To do —
**A)** Name every political party or party grouping mentioned by name in the article on Independents and the choice of Taoiseach below.
**B)** Quote the passage from the article on Independents and the choice of Taoiseach, starting at the words "For that reason, is" and stopping after "to be Taoiseach?".
Start of Extracted text
To date, little attention has been given as to how Independents and members of the smaller parties will vote in the next Dail in the selection of the next Taoiseach and how secure their support will be for a newly-elected government. If recent opinion polls are accurate, the next Dail could have 25 to 38 Independents elected to it.
Some of those elected will be high-profile names from the current Dail; others will be unknown nationally and some largely unknown in the constituencies in which they are elected.
Their election will not derive from major policy proposals or genuinely important local initiatives in which they have engaged. It will result from a perception on the part of some voters that the Independent brand is, for reasons they may not fully analyse, better than the brand offered by the traditional parties. Some will vote for the smaller new parties simply because they are not the traditional parties; others will vote for the Anti-Austerity Alliance/ Socialist Party/People Before Profit combo.
A significant part of the latter's support will be from disillusioned Labour voters - unless Labour can reclaim their allegiance.
In most general elections in which I have participated, either my own constituency or another has elected to the Dail a candidate popularly perceived, in the mood of the moment, to be the next political Messiah who subsequently has rarely failed to disappoint and has not fulfilled the elevated expectations created around them. This could become the phenomenon of the next election in constituencies throughout the country.
The record of Independents and the smaller parties in the current Dail has been substantially to oppose much of what has been done to bring about the recovery and to demand additional expenditure for a variety of services, without identifying or taking responsibility for raising the funds necessary to deliver them.
At a time when so many people have experienced financial difficulties, for which they are not personally responsible, as a result of the economic collapse, it is understandable that TDs taking such stances have received increased public support. However, the most significant aspect of casting a vote is the influence your vote has in determining who will be elected Taoiseach.
And the selection of the Taoiseach will substantially determine the composition of the government and whether Gerry Adams and Sinn Fein will lead that government.
The fact that some Independents or smaller parties have not endorsed the Right2Change manifesto, nor will agree to a general election voting transfer pact with Sinn Fein, does not mean that, subsequent to the election, they will not vote for or facilitate Gerry Adams's election as Taoiseach.
For that reason, is it not time for commentators and, more importantly, voters, to start asking the Independent deputies and candidates, as well as the smaller parties, if elected to the Dail, who will they vote for to be Taoiseach?
Voters are entitled to an unequivocal answer to the Taoiseach question. They are also entitled to an opportunity to test the credibility of that answer against the actions and rhetoric of Independents and smaller parties and their voting records in the current Dail.
Doing so will confirm that if over the past four and a half years, they honestly presented their views and beliefs and not simply assumed populist positions for personal or party electoral gain or notoriety, there is minimal possibility of most of them voting for anyone other than Gerry Adams to be Taoiseach.
What every voter needs to know is that a first-preference vote for your local self-proclaimed Independent election candidate or a candidate of one of the smaller parties may have the unintended consequence in 2016 of electing to office a Gerry Adams/Sinn Fein-led government. So before you buy into their election narrative, remember the well-worn Latin adage, 'caveat emptor' - buyer beware!
Alan Shatter TD is a former Minister for Justice.
End of Extracted text
Start of Source data
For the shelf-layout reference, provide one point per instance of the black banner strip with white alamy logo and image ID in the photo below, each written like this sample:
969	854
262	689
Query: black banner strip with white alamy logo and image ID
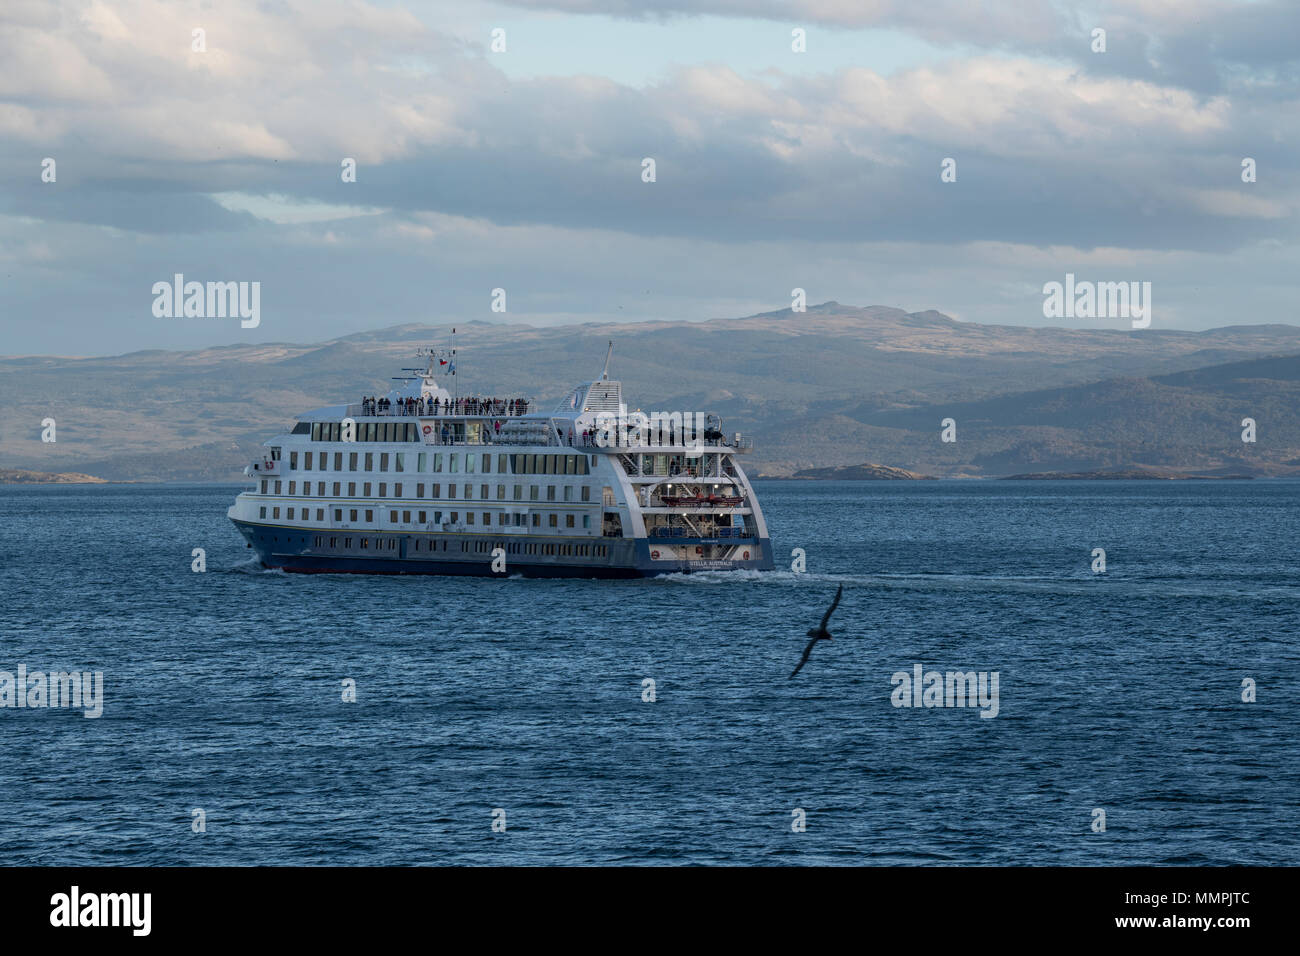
End of Source data
Responses to the tasks —
**A)**
- Anti-Austerity Alliance
- Socialist Party
- People Before Profit
- Labour
- Sinn Fein

**B)**
For that reason, is it not time for commentators and, more importantly, voters, to start asking the Independent deputies and candidates, as well as the smaller parties, if elected to the Dail, who will they vote for to be Taoiseach?